start SOURCE DOCUMENT

Jason Raye Avant (born April 20, 1983) is a former American football wide receiver. He played college football at Michigan and was drafted by the Philadelphia Eagles in the fourth round of the 2006 NFL Draft.

Avant has also been a member of the Carolina Panthers and Kansas City Chiefs.

Early years
Avant attended Carver Military Academy in Chicago, Illinois, graduating in 2002. He spent his freshman year of high school in Decatur, IL at MacArthur High School.  While in high school at Carver, Avant played both on defense, as a free safety, and offense, as a wide receiver. He set school records for receptions (148), receiving yards (2,150), touchdowns (37), and interceptions (18). After his senior season, he was named a High School All-American at free safety.  He played in the 2002 U.S. Army All-American Bowl.

College career
At the University of Michigan, Avant played as a wide receiver and on special teams. He played sparingly as a freshman, but as a sophomore emerged as the Wolverines' number-two receiver, behind Braylon Edwards. During his sophomore season in 2003, Avant caught 47 passes for 772 yards. As a junior, he was the team's second leading receiver. In his senior year, Avant led the team in receptions (82), receiving yards (1,007), and receiving touchdowns (eight).

In his final two seasons, Avant was named as a candidate for the Fred Biletnikoff Award, given to the nation's top receiver.  After his senior season, he was named an honorable mention All-American and was given the Bo Schembechler Award as Michigan's most valuable player.

Professional career

Philadelphia Eagles
Avant was drafted in the fourth round of the 2006 NFL Draft by the Philadelphia Eagles.  The Eagles traded a sixth round draft pick and tackle Artis Hicks to the Minnesota Vikings for the pick used to take Avant. In a post-draft interview, Eagles head coach Andy Reid said Avant "has great hands, toughness, leadership; he's very intelligent and a good route runner."  Scouting reports projected him as a consistent possession receiver who lacked the speed to be a deep threat.

As a part of the Eagles crowded receiving corps, Avant saw limited playing time with the offense in his rookie season.  He had his best performance—four receptions for forty yards and one touchdown—in the final game of the season, while the Eagles rested their starters for the playoffs.

After the 2009 season, in which he set new career-highs in all three categories with 41 receptions for 587 yards and 3 touchdowns, Avant was named to the USA Today All-Joe Team for his stellar play in the slot position. 32 of Avant's 37 catches on third down resulted in a first down.

end SOURCE DOCUMENT
start DATASET CONTENT

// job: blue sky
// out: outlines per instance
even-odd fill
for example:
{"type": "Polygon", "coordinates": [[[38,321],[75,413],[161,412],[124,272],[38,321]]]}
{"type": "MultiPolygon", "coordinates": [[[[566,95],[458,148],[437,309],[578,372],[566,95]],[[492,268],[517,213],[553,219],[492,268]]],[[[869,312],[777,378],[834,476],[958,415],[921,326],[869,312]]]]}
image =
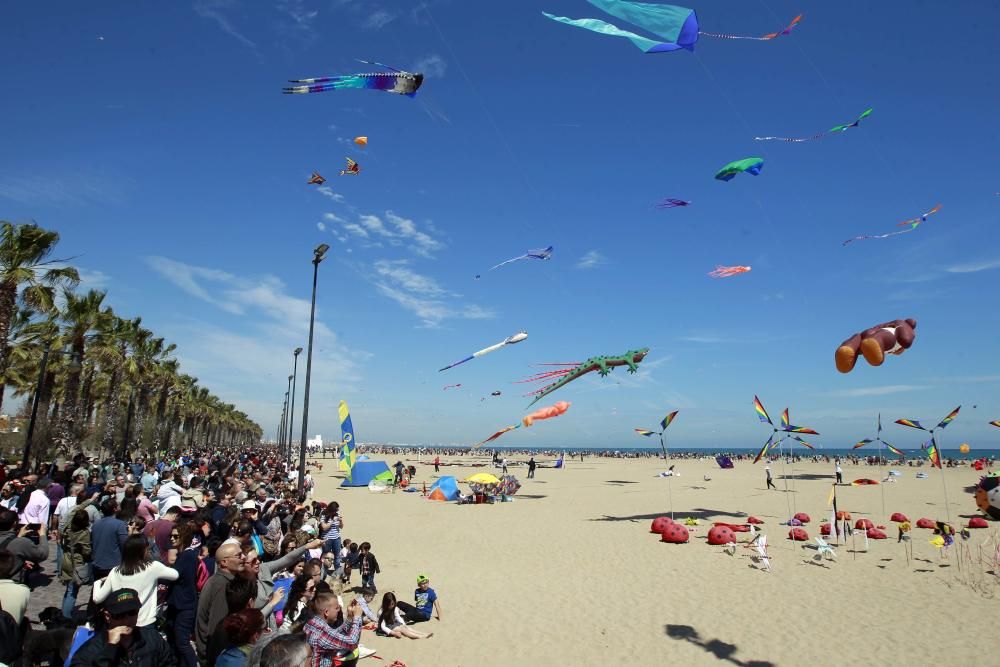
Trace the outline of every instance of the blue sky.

end DATASET CONTENT

DIRECTION 1:
Answer these questions from the article on Jason Avant:
(a) From which school did Avant graduate, and in what year?
(b) How many passes did he catch during his sophomore season at Michigan?
(c) Which team drafted him, and in which round?
DIRECTION 2: Rewrite the lines of the entries as a numbered list, skipping any blank lines and leaving the picture out.

TASK RESPONSE 1:
(a) Carver Military Academy in Chicago, Illinois, in 2002.
(b) 47 passes, for 772 yards.
(c) The Philadelphia Eagles, in the fourth round of the 2006 NFL Draft.

TASK RESPONSE 2:
1. // job: blue sky
2. // out: outlines per instance
3. even-odd fill
4. for example:
5. {"type": "Polygon", "coordinates": [[[38,321],[75,413],[161,412],[124,272],[38,321]]]}
6. {"type": "MultiPolygon", "coordinates": [[[[566,95],[458,148],[437,309],[578,372],[566,95]],[[492,268],[517,213],[553,219],[492,268]]],[[[869,312],[777,378],[834,476],[958,415],[921,326],[869,312]]]]}
7. image =
8. Trace the outline of every instance of the blue sky.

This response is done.